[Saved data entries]

>> begin

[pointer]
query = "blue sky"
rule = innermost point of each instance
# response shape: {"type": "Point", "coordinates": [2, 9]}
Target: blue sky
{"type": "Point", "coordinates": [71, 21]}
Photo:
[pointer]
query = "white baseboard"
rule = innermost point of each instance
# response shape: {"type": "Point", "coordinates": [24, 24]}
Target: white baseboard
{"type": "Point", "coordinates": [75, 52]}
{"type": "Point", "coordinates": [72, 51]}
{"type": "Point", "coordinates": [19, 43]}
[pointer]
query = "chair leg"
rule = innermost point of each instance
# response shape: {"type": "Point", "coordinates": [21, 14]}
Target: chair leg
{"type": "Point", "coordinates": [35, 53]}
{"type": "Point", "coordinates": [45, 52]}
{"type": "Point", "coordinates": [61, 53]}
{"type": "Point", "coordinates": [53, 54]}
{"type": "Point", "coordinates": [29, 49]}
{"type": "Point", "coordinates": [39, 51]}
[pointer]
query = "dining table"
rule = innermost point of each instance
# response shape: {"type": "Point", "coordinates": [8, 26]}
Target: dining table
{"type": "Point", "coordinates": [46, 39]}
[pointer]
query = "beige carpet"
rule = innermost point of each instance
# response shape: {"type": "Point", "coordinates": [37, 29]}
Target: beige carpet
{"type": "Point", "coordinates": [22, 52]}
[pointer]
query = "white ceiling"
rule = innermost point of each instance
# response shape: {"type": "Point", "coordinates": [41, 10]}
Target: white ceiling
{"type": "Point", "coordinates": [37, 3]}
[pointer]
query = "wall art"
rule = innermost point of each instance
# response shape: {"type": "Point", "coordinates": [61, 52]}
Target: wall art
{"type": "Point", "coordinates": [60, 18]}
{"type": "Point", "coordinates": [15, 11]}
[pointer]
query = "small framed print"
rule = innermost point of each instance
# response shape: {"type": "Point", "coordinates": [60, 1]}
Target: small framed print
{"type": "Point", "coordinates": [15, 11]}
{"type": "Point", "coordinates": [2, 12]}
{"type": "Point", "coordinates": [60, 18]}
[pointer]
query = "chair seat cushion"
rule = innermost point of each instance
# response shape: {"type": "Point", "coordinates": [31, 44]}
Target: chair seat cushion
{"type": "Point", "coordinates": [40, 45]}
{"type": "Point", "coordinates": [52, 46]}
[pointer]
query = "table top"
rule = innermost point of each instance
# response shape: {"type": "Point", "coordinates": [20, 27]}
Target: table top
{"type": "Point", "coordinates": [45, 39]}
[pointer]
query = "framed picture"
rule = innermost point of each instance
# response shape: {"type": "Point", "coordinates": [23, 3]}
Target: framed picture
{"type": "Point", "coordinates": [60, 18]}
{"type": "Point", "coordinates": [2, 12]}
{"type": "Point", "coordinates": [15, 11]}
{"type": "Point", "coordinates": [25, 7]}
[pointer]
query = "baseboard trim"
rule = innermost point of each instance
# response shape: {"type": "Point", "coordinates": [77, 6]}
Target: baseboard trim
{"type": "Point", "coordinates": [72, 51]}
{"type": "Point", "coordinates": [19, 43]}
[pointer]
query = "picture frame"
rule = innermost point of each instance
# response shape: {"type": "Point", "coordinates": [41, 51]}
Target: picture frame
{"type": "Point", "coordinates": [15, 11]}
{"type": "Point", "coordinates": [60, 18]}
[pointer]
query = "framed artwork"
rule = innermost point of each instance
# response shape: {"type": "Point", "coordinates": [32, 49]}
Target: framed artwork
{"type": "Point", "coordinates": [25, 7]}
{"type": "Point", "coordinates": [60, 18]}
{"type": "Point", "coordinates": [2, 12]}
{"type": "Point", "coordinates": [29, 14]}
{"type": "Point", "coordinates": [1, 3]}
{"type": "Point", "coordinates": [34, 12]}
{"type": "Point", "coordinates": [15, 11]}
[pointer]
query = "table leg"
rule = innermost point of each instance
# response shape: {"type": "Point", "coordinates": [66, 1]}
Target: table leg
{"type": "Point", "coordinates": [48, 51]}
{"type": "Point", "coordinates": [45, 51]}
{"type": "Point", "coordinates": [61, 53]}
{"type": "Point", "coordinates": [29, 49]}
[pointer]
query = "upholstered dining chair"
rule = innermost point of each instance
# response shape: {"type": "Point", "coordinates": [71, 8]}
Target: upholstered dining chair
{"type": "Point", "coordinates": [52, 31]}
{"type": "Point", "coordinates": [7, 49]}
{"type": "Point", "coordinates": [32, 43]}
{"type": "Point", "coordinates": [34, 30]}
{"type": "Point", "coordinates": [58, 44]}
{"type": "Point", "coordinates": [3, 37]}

>> end

What is expected => Each line above is to be repeated exactly.

Answer in full =>
[pointer]
query = "blue sky"
rule = innermost point of each instance
# response shape: {"type": "Point", "coordinates": [2, 9]}
Target: blue sky
{"type": "Point", "coordinates": [71, 21]}
Photo:
[pointer]
query = "white baseboard"
rule = innermost point of each instance
# response shape: {"type": "Point", "coordinates": [24, 24]}
Target: white baseboard
{"type": "Point", "coordinates": [75, 52]}
{"type": "Point", "coordinates": [72, 51]}
{"type": "Point", "coordinates": [19, 43]}
[pointer]
query = "chair leg"
rule = innermost point of each instance
# response shape: {"type": "Point", "coordinates": [21, 14]}
Target: chair leg
{"type": "Point", "coordinates": [35, 53]}
{"type": "Point", "coordinates": [45, 52]}
{"type": "Point", "coordinates": [61, 53]}
{"type": "Point", "coordinates": [53, 54]}
{"type": "Point", "coordinates": [29, 49]}
{"type": "Point", "coordinates": [39, 51]}
[pointer]
query = "dining table"
rule = innermost point of each instance
# response shape: {"type": "Point", "coordinates": [8, 26]}
Target: dining table
{"type": "Point", "coordinates": [46, 39]}
[pointer]
query = "beige carpet"
rule = innermost point of each instance
# response shape: {"type": "Point", "coordinates": [37, 29]}
Target: beige carpet
{"type": "Point", "coordinates": [22, 52]}
[pointer]
query = "white ceiling"
rule = innermost point of each instance
# response shape: {"type": "Point", "coordinates": [41, 10]}
Target: white ceiling
{"type": "Point", "coordinates": [37, 3]}
[pointer]
query = "wall art"
rule = innermost point of each instance
# response shape: {"type": "Point", "coordinates": [61, 52]}
Target: wall art
{"type": "Point", "coordinates": [60, 18]}
{"type": "Point", "coordinates": [15, 11]}
[pointer]
query = "small framed print"
rule = innermost point of each instance
# response shape: {"type": "Point", "coordinates": [60, 1]}
Target: small framed print
{"type": "Point", "coordinates": [15, 11]}
{"type": "Point", "coordinates": [2, 12]}
{"type": "Point", "coordinates": [60, 18]}
[pointer]
query = "chair seat cushion"
rule = innermost point of each instance
# response shape: {"type": "Point", "coordinates": [31, 44]}
Target: chair seat cushion
{"type": "Point", "coordinates": [40, 45]}
{"type": "Point", "coordinates": [52, 46]}
[pointer]
query = "table top"
rule = innermost point of each instance
# response shape: {"type": "Point", "coordinates": [20, 27]}
Target: table top
{"type": "Point", "coordinates": [45, 39]}
[pointer]
query = "framed picture"
rule = innermost point of each instance
# response shape: {"type": "Point", "coordinates": [23, 3]}
Target: framed picture
{"type": "Point", "coordinates": [60, 18]}
{"type": "Point", "coordinates": [2, 12]}
{"type": "Point", "coordinates": [15, 11]}
{"type": "Point", "coordinates": [25, 7]}
[pointer]
query = "baseboard trim"
rule = innermost point of each instance
# response shape: {"type": "Point", "coordinates": [77, 6]}
Target: baseboard trim
{"type": "Point", "coordinates": [72, 51]}
{"type": "Point", "coordinates": [19, 43]}
[pointer]
query = "picture frame"
rule = innermost point of each instance
# response shape: {"type": "Point", "coordinates": [41, 51]}
Target: picture frame
{"type": "Point", "coordinates": [15, 11]}
{"type": "Point", "coordinates": [60, 18]}
[pointer]
query = "framed artwork"
rule = innermost point of each instance
# response shape: {"type": "Point", "coordinates": [32, 49]}
Target: framed artwork
{"type": "Point", "coordinates": [25, 7]}
{"type": "Point", "coordinates": [60, 18]}
{"type": "Point", "coordinates": [2, 12]}
{"type": "Point", "coordinates": [29, 14]}
{"type": "Point", "coordinates": [1, 3]}
{"type": "Point", "coordinates": [34, 12]}
{"type": "Point", "coordinates": [15, 11]}
[pointer]
query = "table leg"
rule = innermost point of each instance
# response shape: {"type": "Point", "coordinates": [66, 1]}
Target: table leg
{"type": "Point", "coordinates": [48, 51]}
{"type": "Point", "coordinates": [45, 51]}
{"type": "Point", "coordinates": [61, 53]}
{"type": "Point", "coordinates": [29, 49]}
[pointer]
query = "upholstered dining chair"
rule = innermost point of each instance
# response shape: {"type": "Point", "coordinates": [71, 8]}
Target: upholstered dining chair
{"type": "Point", "coordinates": [52, 31]}
{"type": "Point", "coordinates": [7, 49]}
{"type": "Point", "coordinates": [32, 43]}
{"type": "Point", "coordinates": [34, 30]}
{"type": "Point", "coordinates": [58, 44]}
{"type": "Point", "coordinates": [3, 37]}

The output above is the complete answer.